# DATA SUPPLIED
::::::::

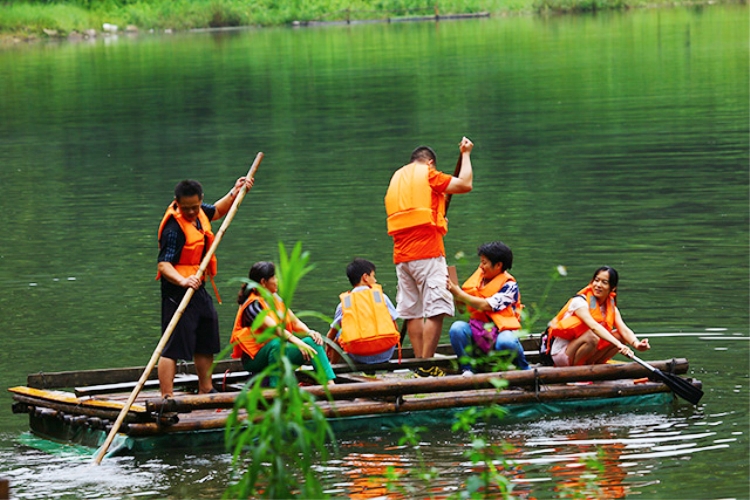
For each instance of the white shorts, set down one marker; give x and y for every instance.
(421, 289)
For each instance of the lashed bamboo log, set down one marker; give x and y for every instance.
(385, 388)
(344, 409)
(83, 378)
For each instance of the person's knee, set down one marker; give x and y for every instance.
(507, 341)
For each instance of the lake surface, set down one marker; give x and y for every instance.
(619, 138)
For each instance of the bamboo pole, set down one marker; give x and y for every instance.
(178, 314)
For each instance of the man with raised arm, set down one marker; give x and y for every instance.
(415, 205)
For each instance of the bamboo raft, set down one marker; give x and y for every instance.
(85, 414)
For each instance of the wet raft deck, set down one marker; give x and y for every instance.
(394, 397)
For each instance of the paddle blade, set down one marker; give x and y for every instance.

::::::::

# YOUR INSTRUCTIONS
The answer should hold every entry exactly as given and no pictures at all.

# OUTPUT OF THE TASK
For each instance of the white shorts, set down one marker; give x and y for every instance.
(421, 289)
For each instance of the lashed bamboo log, set down one marker; give x and y for every instance.
(385, 388)
(344, 409)
(83, 378)
For each instance of the person's knee, set down one marker; give x and y for every instance.
(507, 341)
For each instance of the lake surface, set down one marker; give x and y for every instance.
(619, 138)
For each instance of the bamboo pole, set down one marker; give x and y for every instance.
(178, 314)
For each instance of the man with raised arm, set down one marker; give x and y for every instance.
(415, 205)
For each instance of the bamboo raft, set down one marker; give x and y for every instance.
(85, 414)
For each instance of the wet raft deck, set down one marker; give x and y for every instance.
(394, 397)
For each instance of the paddle blade, set down one marker; give x and y for every instance.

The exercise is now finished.